> [WRITTEN REQUEST 1] Please take the stretch of the rows below that opens with the line containing "trace: sunlight through water" and closes with the line containing "Now the sunlight", both ends included, and turn it into a JSON list of strings, one string per line, with blank lines left out.

> [PAGE EXCERPT]
---

2011-04-12 17:25:14

by Mark Lord

[permalink] [raw]
Subject: CONFIG_EXT4_USE_FOR_EXT23: rootfs shows as ext2 instead of ext4

Ted et al.

I've only just noticed this, so I have no idea how long it has been this way.

When I build a kernel with CONFIG_EXT4_USE_FOR_EXT23=y and boot from it,
the ext4 root filesystem shows up as "ext2" mode, rather than "ext4".

This looks very wrong to me, and quite dangerous.

Eg. I test it by building my own kernel (2.6.38.2), with ext4 built-in,
no initramfs required, and boot:

root=/dev/sda1 init=/bin/bash
...
$ mount /proc
$ cat /proc/mounts
/dev/root / ext2 ro,relatime,barrier=1,data=ordered 0 0

So.. it shows "ext2" instead of "ext4". That really looks like a bug.
Especially since it appears to be using journaling regardless.

---

> [RECORDS PROVIDED]
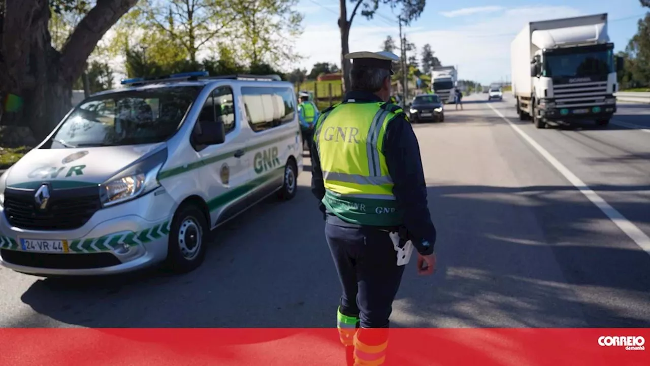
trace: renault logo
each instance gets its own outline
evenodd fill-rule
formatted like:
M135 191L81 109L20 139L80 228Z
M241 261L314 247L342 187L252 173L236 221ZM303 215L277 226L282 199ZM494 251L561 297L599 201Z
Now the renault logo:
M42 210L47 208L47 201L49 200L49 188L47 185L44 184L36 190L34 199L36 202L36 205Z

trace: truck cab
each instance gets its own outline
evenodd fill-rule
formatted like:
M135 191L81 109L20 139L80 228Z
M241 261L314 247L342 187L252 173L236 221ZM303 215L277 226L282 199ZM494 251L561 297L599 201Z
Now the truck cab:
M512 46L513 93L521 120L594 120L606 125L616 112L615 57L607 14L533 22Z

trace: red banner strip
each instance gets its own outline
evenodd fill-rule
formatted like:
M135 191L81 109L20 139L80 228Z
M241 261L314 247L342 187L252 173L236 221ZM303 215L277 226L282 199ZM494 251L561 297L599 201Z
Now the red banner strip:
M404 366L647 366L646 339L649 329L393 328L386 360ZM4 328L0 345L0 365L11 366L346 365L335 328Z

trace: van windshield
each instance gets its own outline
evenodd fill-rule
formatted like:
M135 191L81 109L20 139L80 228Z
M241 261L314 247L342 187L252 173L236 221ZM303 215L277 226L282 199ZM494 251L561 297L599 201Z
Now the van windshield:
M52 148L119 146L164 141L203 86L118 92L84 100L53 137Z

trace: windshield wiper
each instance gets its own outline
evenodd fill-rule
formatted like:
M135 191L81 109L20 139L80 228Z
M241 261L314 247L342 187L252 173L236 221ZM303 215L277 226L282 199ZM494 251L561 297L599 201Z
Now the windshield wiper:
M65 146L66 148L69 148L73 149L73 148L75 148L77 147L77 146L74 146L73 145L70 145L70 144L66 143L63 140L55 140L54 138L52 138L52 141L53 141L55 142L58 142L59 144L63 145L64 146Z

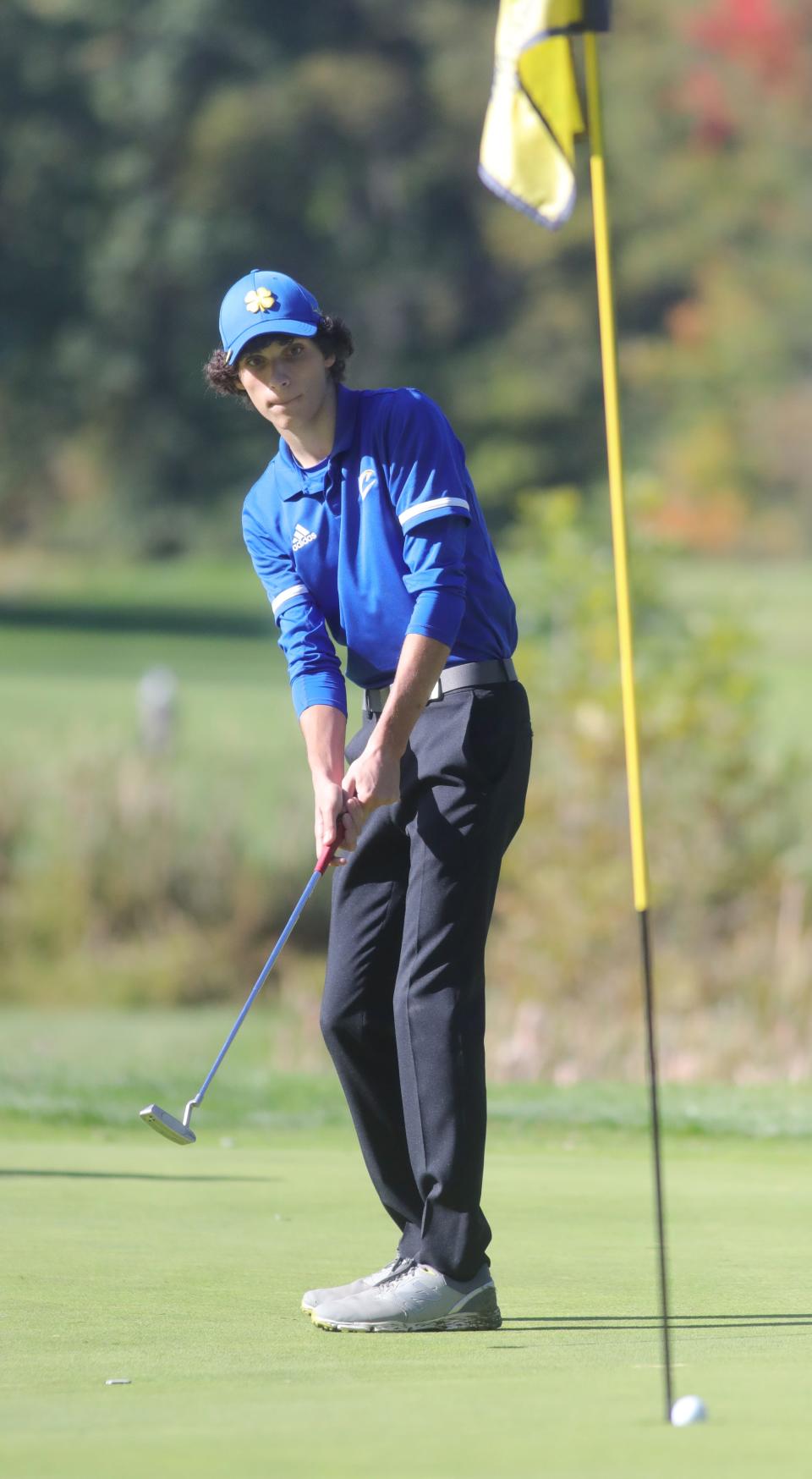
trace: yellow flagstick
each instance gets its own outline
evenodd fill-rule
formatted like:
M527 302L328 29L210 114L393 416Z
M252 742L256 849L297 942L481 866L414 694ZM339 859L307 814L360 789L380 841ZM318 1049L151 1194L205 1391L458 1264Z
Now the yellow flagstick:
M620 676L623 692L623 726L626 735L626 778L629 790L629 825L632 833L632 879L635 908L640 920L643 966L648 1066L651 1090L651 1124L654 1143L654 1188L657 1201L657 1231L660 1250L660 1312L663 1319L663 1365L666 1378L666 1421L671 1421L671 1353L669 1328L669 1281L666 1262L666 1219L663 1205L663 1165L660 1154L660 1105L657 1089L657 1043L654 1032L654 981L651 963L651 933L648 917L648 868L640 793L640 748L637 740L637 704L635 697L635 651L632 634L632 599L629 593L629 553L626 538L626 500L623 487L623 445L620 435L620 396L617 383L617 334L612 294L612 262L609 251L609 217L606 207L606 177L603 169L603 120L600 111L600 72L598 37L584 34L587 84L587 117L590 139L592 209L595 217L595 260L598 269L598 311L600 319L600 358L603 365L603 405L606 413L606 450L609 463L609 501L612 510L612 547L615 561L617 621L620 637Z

---

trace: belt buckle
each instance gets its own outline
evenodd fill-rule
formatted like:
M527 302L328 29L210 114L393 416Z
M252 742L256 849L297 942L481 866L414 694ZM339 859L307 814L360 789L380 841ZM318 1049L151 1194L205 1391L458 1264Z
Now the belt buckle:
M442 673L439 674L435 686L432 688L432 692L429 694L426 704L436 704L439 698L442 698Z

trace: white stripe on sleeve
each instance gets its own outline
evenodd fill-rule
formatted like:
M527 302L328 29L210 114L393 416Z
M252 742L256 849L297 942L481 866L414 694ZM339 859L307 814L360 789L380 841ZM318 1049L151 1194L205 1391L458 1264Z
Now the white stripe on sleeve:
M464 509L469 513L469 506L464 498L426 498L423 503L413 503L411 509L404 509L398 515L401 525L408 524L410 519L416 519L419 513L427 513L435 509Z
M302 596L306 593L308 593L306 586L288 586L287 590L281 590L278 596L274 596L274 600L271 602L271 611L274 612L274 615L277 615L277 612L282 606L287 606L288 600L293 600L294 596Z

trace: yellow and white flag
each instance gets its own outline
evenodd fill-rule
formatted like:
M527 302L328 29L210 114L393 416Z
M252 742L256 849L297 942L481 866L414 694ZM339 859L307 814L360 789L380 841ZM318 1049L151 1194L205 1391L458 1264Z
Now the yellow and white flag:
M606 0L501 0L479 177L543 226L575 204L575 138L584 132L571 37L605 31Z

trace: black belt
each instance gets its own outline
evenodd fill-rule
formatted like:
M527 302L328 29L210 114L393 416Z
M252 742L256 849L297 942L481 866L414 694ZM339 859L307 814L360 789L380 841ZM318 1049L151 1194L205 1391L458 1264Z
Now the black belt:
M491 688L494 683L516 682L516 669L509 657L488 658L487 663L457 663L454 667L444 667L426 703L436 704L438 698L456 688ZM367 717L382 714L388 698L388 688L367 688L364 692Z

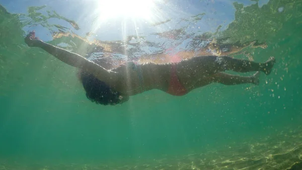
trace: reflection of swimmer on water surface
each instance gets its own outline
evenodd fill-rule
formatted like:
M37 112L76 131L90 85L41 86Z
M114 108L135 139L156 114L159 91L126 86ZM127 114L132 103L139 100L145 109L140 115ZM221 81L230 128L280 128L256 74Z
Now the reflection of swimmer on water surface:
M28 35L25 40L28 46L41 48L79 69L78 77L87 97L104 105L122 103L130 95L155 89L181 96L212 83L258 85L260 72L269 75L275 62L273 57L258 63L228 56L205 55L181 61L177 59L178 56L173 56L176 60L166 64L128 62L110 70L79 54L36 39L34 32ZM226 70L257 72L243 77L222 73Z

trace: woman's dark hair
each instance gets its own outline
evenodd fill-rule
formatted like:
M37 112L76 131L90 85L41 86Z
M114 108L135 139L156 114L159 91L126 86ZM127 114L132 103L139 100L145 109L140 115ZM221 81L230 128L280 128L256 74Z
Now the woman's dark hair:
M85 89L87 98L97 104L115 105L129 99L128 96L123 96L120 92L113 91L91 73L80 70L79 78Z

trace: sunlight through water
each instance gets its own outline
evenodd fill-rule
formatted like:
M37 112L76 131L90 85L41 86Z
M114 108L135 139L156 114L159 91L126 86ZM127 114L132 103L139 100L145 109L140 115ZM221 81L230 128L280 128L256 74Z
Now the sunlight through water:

---

> [WRITTEN REQUEST 2] Go on with the ext4 bug report from the point where it stops.

> [RIGHT ANSWER 1]
[
  "trace: sunlight through water",
  "each instance gets its own outline",
  "evenodd fill-rule",
  "formatted like:",
  "M37 112L76 131L90 85L41 86Z",
  "M114 108L135 139L156 114L159 91L126 86ZM127 114L132 103L139 100L145 109L140 115ZM221 81L230 128L280 128L256 74Z",
  "Now the sunlight through water:"
]

> [RIGHT ANSWER 2]
Building the kernel without CONFIG_EXT4_USE_FOR_EXT23
results in a proper "ext4" mount entry in /proc/mounts.


2011-04-13 00:49:43

by Theodore Ts'o

[permalink] [raw]
Subject: Re: CONFIG_EXT4_USE_FOR_EXT23: rootfs shows as ext2 instead of ext4

On Tue, Apr 12, 2011 at 01:25:08PM -0400, Mark Lord wrote:
> Ted et al.
>
> I've only just noticed this, so I have no idea how long it has been this way.
>
> When I build a kernel with CONFIG_EXT4_USE_FOR_EXT23=y and boot from it,
> the ext4 root filesystem shows up as "ext2" mode, rather than "ext4".
>
> This looks very wrong to me, and quite dangerous.

It's a cosemtic bug, I agree, but I'm not sure why you consider it
dangerous.

CONFIG_EXT4_USE_FOR_EXT23 means that ext4 registers itself as ext2
and/or ext3, if ext2 and/or ext3 are not configured into the kernel.
Since the kernel tries to mount the file system as ext2, ext3, and
then ext4, and uses whichever one works first.

- Ted

2011-04-13 14:05:30

by Mark Lord

[permalink] [raw]
Subject: Re: CONFIG_EXT4_USE_FOR_EXT23: rootfs shows as ext2 instead of ext4

On 11-04-12 08:49 PM, Ted Ts'o wrote:
>
> It's a cosemtic bug, I agree

Great. Got a patch to fix it for me to try?

Since it currently misidentifies the filesystem type,
some of the disk management tools I have get confused.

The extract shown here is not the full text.